本文 –

+++

手・肘・指の痛み
手の外科外来について
実際の症状を丁寧に観察し、レントゲン、超音波、神経伝導速度検査などを参考にして総合的に診断します。
肘の痛み
テニス肘(外上顆炎)
肘の外側の出っ張りの周囲に痛みが生じます。
原因
テニス選手がバックハンドでの打ちすぎで生じることがよく知られていますが、日常生活や仕事での使いすぎでも起こります。肘(外上顆炎)、変形性関節症、関節ネズミなどの診断、治療を行います。
治療
安静、上肢全体のストレッチングなど理学療法、外用薬の使用、装具療法、拡散型圧力波(ショックマスター)の治療を総合的に行います。左記などで作用が無い場合は、局所注射を行うことがあります。また、簡単な日常動作も困難なほど重症な場合は、関節鏡を用いた手術も行われます。
内側の痛みの場合は内上顆炎と言います。治療法は外上顆炎とほぼ同じですが手術治療を行うことはありません。
変形性関節症、関節ネズミ
長年、農業、林業、鉄鋼業に携わってきた方や、野球選手など投球動作を繰り返すスポーツ選手に生じます。
肘関節を伸ばしたり曲げたりしにくくなります。関節内に水が溜まったり、関節ネズミという軟骨のかけらが挟まると急に動かなくなったりします。
治療
安静、内服、理学療法を行います。関節鏡を用いて邪魔になっている骨や関節ネズミを取り除く手術を行うこともあります。
手、指の痛み、しびれ
手指骨折、靱帯損傷などの外傷
治療
手指骨折、靱帯損傷などの外傷は、必要最小限の固定と運動療法を行います。必要な場合は手術治療を行います。
球技でのつき指は単なる捻挫ではなく、骨折や靭帯損傷を伴っていることのほうが多いので、きちんと診断、治療を受けることが大切です。
腱鞘炎
ばね指
女性に多く発症します。使いすぎも原因になります。
指の曲げ伸ばしで痛みを生じたり(特に真ん中の関節)、引っかかったりします。指の付け根(掌側)が腫れたり、押すと痛みが出ます。
安静、外用薬、拡散型圧力波(ショックマスター)で治療を行います。作用が無い場合、注射治療を行います。それでも再発を繰り返す場合は手術を行います。
手術は切開することなく行う皮下腱鞘切開と、皮膚を切開してから腱鞘切開を行う2つの方法があります。症状により選択します。
ケルバン病(手関節での腱鞘炎)
手首の親指側で生じる腱鞘炎です。女性に多く発症します。
出産後に発症することもあります。親指を動かす時に強い痛みが出ます。
安静、外用剤の使用、装具療法、拡散型圧力波(ショックマスター)で治療を行います。効果がなければ、注射治療を行います。多くの方は注射治療で治癒します。保存療法の効果が少ない場合は手術治療を行います。

+++

練習問題 –
1/ 手・肘・指の痛みの本文のうち、「指の曲げ伸ばしで痛みを生じた」から「ケルバン病(手関節での腱鞘炎)」までをそのまま書き写しなさい。
2/ 次の(a)〜(c)が手・肘・指の痛みの本文と合っているかどうか、それぞれ「はい」か「いいえ」で答え、根拠となる本文の言葉をそのまま引用しなさい。(a) 内上顆炎では手術治療を行わない。(b) ばね指の手術は、必ず皮膚を切開して行う。(c) ケルバン病は手首の小指側で生じる腱鞘炎である。
3/ 手・肘・指の痛みの本文を、最後の文の後から引き継いで書き続けなさい。
項目は本文とは別の資料である。

+++

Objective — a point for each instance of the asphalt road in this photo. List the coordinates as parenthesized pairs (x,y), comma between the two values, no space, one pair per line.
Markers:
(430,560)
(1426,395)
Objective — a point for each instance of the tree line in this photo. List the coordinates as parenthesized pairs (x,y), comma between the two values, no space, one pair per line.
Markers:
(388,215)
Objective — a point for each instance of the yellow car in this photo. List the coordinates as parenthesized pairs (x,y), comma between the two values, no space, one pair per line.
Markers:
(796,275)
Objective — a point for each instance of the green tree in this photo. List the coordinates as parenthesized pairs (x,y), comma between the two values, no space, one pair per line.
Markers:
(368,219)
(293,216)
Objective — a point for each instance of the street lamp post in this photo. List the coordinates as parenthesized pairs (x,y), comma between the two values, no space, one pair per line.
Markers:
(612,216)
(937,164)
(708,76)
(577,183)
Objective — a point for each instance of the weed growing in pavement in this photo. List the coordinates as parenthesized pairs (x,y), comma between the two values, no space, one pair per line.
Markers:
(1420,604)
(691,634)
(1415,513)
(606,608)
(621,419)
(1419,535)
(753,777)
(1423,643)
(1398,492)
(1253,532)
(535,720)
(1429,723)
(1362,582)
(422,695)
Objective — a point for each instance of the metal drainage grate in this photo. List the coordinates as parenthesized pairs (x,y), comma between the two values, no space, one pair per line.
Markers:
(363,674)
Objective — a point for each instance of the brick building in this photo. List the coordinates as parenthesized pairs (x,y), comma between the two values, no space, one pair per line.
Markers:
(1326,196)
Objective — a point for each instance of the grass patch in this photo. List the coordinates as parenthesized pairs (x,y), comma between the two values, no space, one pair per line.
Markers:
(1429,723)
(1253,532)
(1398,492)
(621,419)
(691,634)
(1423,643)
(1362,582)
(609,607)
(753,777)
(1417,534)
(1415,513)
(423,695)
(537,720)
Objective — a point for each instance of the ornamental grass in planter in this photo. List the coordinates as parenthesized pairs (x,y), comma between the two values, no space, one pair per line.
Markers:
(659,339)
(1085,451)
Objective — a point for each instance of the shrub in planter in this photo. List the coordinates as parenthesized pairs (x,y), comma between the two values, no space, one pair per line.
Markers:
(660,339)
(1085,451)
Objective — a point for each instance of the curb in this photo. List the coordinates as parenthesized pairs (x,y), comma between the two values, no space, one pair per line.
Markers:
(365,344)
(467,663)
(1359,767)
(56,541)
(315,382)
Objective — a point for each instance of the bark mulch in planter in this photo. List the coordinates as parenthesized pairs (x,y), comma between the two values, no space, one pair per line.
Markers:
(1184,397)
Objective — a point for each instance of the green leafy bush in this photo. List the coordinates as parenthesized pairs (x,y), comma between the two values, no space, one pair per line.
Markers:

+++

問題の解答 –
1/
指の曲げ伸ばしで痛みを生じたり(特に真ん中の関節)、引っかかったりします。指の付け根(掌側)が腫れたり、押すと痛みが出ます。
安静、外用薬、拡散型圧力波(ショックマスター)で治療を行います。作用が無い場合、注射治療を行います。それでも再発を繰り返す場合は手術を行います。
手術は切開することなく行う皮下腱鞘切開と、皮膚を切開してから腱鞘切開を行う2つの方法があります。症状により選択します。
ケルバン病(手関節での腱鞘炎)

2/
(a) はい。「治療法は外上顆炎とほぼ同じですが手術治療を行うことはありません。」
(b) いいえ。「手術は切開することなく行う皮下腱鞘切開と、皮膚を切開してから腱鞘切開を行う2つの方法があります。」
(c) いいえ。「手首の親指側で生じる腱鞘炎です。」

3/
へバーデン結節
中高年の女性の方に多く発症します。指の一番先の関節が変形、腫れ、痛みを生じます。
今までは原因不明で対処法としてテーピングや消炎鎮痛剤の内服、外用薬での対応しかないといわれていました。近年、この手指関節障害が更年期障害の一つとして認識されるようになりました。日本人女性では体内でエクオールという物質を作ることができない方に多く発症するのでこのエクオールを内服することが勧められています。尿検査からエクオールの有無を確かめることができます(ソイチェック)。エクオールは商品では大塚製薬のエクエルが代表的です。サプリですので自費購入になります。
しびれ
(手のしびれの原因はさまざまです。脳、頸椎、肘、手首における神経の圧迫の他、糖尿病など内科の病気でも生じます。)
手根管症候群
中年以降の女性に多く発症します。透析治療を受けている方にも発症します。
原因は掌の付け根辺りでの神経の圧迫です。親指、示指、中指、環指がしびれます。夜中や朝方にしびれ痛みが強くなる傾向があります。手根管症候群は、中年女性に好発し、母指、示指、中指、環指がしびれ、夜中や朝方にしびれ・痛みが強くなる傾向があります。症状が進むと特に母指の動きが悪くなります。
治療は安静、内服、注射治療を行います。手術治療については、内視鏡を用いた手根管開放術を日帰り手術(約20分)として行っています。なお、状態により術後に通院が必要です。
肘部管症候群
原因は肘関節内側での神経の圧迫です。環指、小指がしびれ、伸びにくくなります。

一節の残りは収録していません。